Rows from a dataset

....

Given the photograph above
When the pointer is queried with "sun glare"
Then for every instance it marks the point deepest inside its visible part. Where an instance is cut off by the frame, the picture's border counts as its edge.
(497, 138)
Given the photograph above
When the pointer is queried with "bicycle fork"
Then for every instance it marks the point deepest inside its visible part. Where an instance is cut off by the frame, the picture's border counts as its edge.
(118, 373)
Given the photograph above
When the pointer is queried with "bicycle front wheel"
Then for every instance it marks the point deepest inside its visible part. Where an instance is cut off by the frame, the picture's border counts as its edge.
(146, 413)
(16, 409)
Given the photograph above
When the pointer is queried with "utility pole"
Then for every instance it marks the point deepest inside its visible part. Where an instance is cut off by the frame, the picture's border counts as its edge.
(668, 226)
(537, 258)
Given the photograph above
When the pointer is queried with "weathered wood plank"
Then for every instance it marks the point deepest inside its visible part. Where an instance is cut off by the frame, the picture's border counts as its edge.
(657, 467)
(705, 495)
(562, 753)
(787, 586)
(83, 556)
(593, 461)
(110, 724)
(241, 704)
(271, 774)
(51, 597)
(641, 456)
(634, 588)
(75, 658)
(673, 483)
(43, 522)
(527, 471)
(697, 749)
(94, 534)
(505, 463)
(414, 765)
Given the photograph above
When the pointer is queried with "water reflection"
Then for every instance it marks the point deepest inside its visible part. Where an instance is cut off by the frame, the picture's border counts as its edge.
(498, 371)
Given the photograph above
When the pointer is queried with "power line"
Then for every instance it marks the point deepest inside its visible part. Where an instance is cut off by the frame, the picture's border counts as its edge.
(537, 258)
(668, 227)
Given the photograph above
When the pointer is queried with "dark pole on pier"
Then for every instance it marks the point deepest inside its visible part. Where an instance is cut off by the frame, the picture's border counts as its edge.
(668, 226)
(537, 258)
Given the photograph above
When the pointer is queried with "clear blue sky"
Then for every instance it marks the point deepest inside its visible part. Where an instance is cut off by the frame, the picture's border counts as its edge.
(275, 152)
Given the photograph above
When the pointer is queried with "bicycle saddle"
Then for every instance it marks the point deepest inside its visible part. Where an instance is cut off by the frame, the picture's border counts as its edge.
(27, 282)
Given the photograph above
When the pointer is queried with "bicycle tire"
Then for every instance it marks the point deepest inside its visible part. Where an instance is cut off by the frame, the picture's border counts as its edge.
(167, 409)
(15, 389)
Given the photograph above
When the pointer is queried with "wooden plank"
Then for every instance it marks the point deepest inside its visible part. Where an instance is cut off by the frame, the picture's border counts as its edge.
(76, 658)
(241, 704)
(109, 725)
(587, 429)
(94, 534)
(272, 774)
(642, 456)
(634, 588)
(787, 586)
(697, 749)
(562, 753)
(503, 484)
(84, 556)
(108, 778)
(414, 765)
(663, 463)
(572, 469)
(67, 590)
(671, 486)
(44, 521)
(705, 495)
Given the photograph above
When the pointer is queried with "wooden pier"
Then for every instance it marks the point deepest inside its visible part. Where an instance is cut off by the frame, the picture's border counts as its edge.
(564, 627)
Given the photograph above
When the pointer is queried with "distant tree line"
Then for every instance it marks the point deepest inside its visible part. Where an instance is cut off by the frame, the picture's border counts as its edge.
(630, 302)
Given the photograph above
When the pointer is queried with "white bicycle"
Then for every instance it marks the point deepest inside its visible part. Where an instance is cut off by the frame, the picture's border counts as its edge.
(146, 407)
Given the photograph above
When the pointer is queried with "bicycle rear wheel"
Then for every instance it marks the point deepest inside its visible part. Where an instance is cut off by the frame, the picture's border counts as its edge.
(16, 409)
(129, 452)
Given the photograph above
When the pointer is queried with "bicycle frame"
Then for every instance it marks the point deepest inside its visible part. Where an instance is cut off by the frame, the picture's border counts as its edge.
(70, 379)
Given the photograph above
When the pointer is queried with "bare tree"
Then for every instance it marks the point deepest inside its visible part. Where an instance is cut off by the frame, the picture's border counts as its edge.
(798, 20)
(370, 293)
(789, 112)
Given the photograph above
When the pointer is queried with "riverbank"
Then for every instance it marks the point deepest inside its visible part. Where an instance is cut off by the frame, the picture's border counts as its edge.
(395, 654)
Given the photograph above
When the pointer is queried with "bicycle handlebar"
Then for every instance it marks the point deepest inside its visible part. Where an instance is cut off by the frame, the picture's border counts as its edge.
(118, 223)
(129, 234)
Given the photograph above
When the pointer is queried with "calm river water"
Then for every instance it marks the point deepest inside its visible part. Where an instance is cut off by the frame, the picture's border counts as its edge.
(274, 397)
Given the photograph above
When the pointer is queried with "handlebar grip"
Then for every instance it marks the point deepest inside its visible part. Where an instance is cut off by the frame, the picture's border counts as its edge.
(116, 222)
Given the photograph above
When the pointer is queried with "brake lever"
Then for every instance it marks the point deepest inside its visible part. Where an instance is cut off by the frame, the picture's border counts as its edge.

....

Print all of the data exactly as it was given.

Given the photograph above
When the pointer is queried with "sun glare"
Then for every instance it marks the point deepest inside its visible part. Where an instance is cut off by the frame, the picture's border counts as its edge.
(497, 138)
Given the photograph above
When the pointer is queried with "bicycle fork"
Then for every instance it marks the point deepest inside its visible part. Where an instance is cut off by the frame, the picture's border counts as its edge.
(118, 373)
Given the photograph above
When the pointer is queried with "bicycle front wheel"
Then for every instance it marks the point deepest inside its visible part. Where an instance is cut off by the frame, the picture's border counts as its edge.
(146, 413)
(16, 409)
Given the photograph above
When the pointer is queried with "utility pole"
Then for every instance it marks the point deepest inside its visible part. Where an instance is cut off by the frame, the picture's border counts as its edge.
(668, 226)
(537, 258)
Given the photograph above
When the pointer is queried with "weathered wood plank"
Then for every instance it marks the point deepest inside its visible part. Where an instance is cut off by the frame, the picture's border counts as its edge.
(657, 467)
(705, 495)
(562, 753)
(787, 586)
(83, 556)
(593, 461)
(110, 724)
(241, 704)
(271, 774)
(51, 597)
(641, 456)
(634, 588)
(75, 658)
(673, 483)
(43, 522)
(527, 471)
(697, 749)
(94, 534)
(505, 463)
(414, 765)
Given the photograph above
When the pointer is queried with "water reflection"
Then for every instance it marks the point deepest inside its visible part. Where an instance is cut off by the frame, the picture's border counts as its edge.
(498, 371)
Given the photograph above
When the pointer is queried with "power line"
Then for every instance it marks the point deepest inside its visible part. Where an instance is cut off by the frame, the picture's border counts as its edge.
(537, 258)
(668, 227)
Given the photograph above
When the pointer is queried with "dark pole on pier"
Then for every instance it marks the point deepest inside its visible part. Where an instance is cut off by the frame, the picture's border counts as its edge.
(668, 226)
(537, 258)
Given the photograph above
When the pointer is queried with "clear blue sky"
Then for every instance it marks the point deepest inside its visible part. Where an instance is cut off by the frame, the picture's border counts as its edge.
(275, 152)
Given the photograph above
When the pointer is queried with "bicycle saddle"
Then for every instance it marks the point deepest inside its visible part. Where an instance is cut off by the frame, the picture's border counts as its edge.
(27, 282)
Given the photograph above
When the pointer is queried with "bicycle tire"
Then for every instance it marks the point deepest inside its visible part. Where an instance is cut off by the frame, the picture's border counts as its edge.
(167, 409)
(15, 389)
Given the photograph above
When the pointer is queried with "wooden plank"
Then for every instance it marks the point deepest inside its visible part. Where an instance is cut off by the frame, the picture's border counts as its edge.
(76, 658)
(241, 704)
(109, 725)
(587, 429)
(94, 534)
(272, 774)
(642, 456)
(634, 588)
(787, 586)
(697, 749)
(562, 753)
(503, 484)
(84, 556)
(108, 778)
(414, 765)
(663, 463)
(572, 469)
(67, 590)
(671, 486)
(44, 521)
(705, 495)
Given the photograph above
When the pointer is queried with "wooden pier"
Then for every instance it marks the point deepest inside its visible part. Where an instance is cut off by the frame, the picture's border counts as its edge.
(564, 627)
Given the photograph above
When the pointer is queried with "distant tree line"
Then for every instance it marks the point deepest inside its visible part. Where an instance is cut off by the frame, the picture's border counts as its edge.
(630, 302)
Given the photograph above
When the pointer is queried with "white bicycle"
Then for every instance it marks the point deepest inside its visible part. Where an instance is cut off by the frame, the picture's border counts as its edge.
(146, 407)
Given the photograph above
When the pointer is queried with "bicycle rear wheel"
Then for every instance it marks the point deepest inside its visible part. Where an instance is cut off by the frame, the picture's border counts as its edge.
(16, 409)
(129, 452)
Given the photograph above
When the pointer is queried with "bicycle frame"
Then for every instance it marks the point deepest inside its visible part. Where an instance is cut off by the frame, the picture's border counts as its edge.
(70, 379)
Given the photograph above
When the pointer is queried with "bare tree"
Then for every instance it marks the point deepest inside its visible part. Where an instance is cut off by the frame, the picture's border counts as its edge.
(798, 20)
(370, 293)
(789, 112)
Given the photograph above
When the pointer is queried with "riverbank"
Then for every instance it marks the point deepest inside its visible part. Where an instance is cut off by the frame, the picture's border counts as its edge.
(395, 654)
Given the photograph above
When the pointer is queried with "bicycle handlebar"
Then for every instance it marks the point deepest inside its visible part. Where an instance is cut off by the frame, the picture's border counts as its edge.
(118, 223)
(129, 234)
Given the photograph above
When the pointer is queried with "calm river water"
Then for every instance it marks the point deepest inside its visible part. Where an instance is cut off by the frame, the picture's border counts as its edge.
(274, 397)
Given the photograph above
When the pointer is queried with "handlebar grip"
Then for every instance it marks the point deepest inside its visible part. Where an instance is cut off by the frame, the picture's border counts as its edge.
(116, 222)
Given the photograph above
When the pointer is queried with "brake lever"
Then for every instance it marks the point deepest inside its visible part. Where an instance is cut off by the frame, the picture's border counts as its edge.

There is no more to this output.